[Dataset records about object locations]
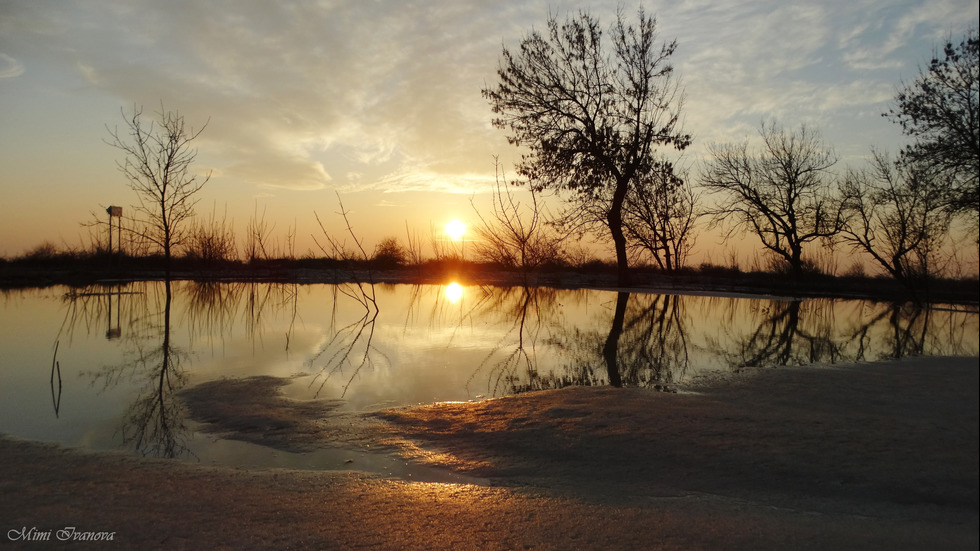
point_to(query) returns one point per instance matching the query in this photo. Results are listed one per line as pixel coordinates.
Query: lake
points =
(101, 367)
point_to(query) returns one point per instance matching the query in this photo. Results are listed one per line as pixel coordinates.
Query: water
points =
(102, 367)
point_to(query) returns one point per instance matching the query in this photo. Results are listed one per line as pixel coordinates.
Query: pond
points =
(102, 367)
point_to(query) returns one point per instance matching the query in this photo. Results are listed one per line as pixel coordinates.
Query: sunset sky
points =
(380, 101)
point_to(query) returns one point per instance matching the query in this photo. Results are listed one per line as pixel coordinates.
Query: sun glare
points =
(454, 292)
(455, 230)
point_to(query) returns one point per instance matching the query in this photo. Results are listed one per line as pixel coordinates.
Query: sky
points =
(379, 102)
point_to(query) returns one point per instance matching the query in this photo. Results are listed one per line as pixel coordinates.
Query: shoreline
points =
(871, 456)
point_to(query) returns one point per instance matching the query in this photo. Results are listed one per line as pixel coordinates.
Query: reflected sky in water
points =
(103, 366)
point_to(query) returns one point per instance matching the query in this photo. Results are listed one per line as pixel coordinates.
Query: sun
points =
(454, 292)
(455, 229)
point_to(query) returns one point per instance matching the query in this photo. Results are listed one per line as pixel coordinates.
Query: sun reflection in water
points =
(454, 292)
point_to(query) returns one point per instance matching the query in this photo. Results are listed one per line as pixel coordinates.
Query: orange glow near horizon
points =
(455, 229)
(454, 292)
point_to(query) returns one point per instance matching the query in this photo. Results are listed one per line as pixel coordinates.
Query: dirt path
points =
(880, 456)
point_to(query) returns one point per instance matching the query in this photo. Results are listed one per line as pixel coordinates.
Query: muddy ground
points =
(868, 456)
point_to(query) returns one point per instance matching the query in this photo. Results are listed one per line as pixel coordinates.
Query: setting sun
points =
(454, 292)
(455, 229)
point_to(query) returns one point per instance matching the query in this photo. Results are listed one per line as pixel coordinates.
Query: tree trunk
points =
(615, 220)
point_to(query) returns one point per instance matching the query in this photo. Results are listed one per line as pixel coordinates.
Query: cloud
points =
(10, 67)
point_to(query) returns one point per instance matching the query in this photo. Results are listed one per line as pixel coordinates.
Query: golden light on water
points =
(454, 292)
(455, 229)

**Task instructions**
Without including any pictures, reproduce the listing exactly.

**Written solution**
point_to(query) returns one point per instance matching the query in this photo. Results are listed one per line as pixel coordinates.
Query: lake
points =
(101, 367)
point_to(query) returns one point per instance matching the query in this photo. Results are listed one per line as pixel coordinates.
Query: water
points =
(102, 367)
point_to(query) returns one point per instance matching the query in this photo. Results are listed one per line as pixel coordinates.
Query: pond
points =
(102, 367)
point_to(query) returns one point per instance matching the query in this photo. Results are listed one per line as pixel coordinates.
Query: sunset sky
points =
(380, 101)
point_to(query) returns one point per instance matching the query in this photo. Results are listed one per line as pixel coordinates.
Query: sun glare
points =
(454, 292)
(455, 230)
point_to(query) returns one point per instance matching the query in this photo. Results are listed one per line as pixel coordinates.
Query: sky
points =
(379, 102)
point_to(query) returns one point per instance matching the query in this photo. Results are listed one per line as pixel coordinates.
Query: shoreline
points =
(871, 456)
point_to(query) returns one point per instance matching the query in this photo. Results are listed one per line as pixel coordinates.
Query: reflected sky in water
points =
(103, 366)
point_to(query) returns one point per instance matching the query in this photo. Results are listed one per line as pixel coordinates.
Query: sun
points =
(454, 292)
(455, 229)
point_to(query) returns one point per instance matching the query in this photo. Results are listed one per line as pixel coordinates.
Query: sun reflection in water
points =
(454, 292)
point_to(query) returns one point per instance matching the query in this photo. Results are listed one per line as pixel coordinates.
Query: orange glow near horizon
points =
(455, 229)
(454, 292)
point_to(query) returns one point per instance matching the query in this photo. Results are listed one per line as pixel coordinates.
Query: dirt path
points =
(880, 456)
point_to(query) returns one point per instance matching the query in this photo. Results are listed one per line as pixel coordinates.
Query: muddy ground
points =
(868, 456)
point_to(query) returns one point per instance matching the query in this photo. Results are listed one per line as pixel coordinates.
Query: setting sun
points =
(454, 292)
(455, 229)
point_to(query) returns one point per instance matching the query in this photo. Results are listed one per line as pixel coordinates.
Query: tree trunk
points =
(615, 220)
point_to(query) returns one point per instance matching the query in this photo. Results are listed one per line as pixel coordinates.
Query: cloud
points =
(10, 67)
point_to(query) returns one point per instance matching the query in this photo. Results are listed one per line as pixel coordinates.
Query: golden light on water
points =
(454, 292)
(455, 229)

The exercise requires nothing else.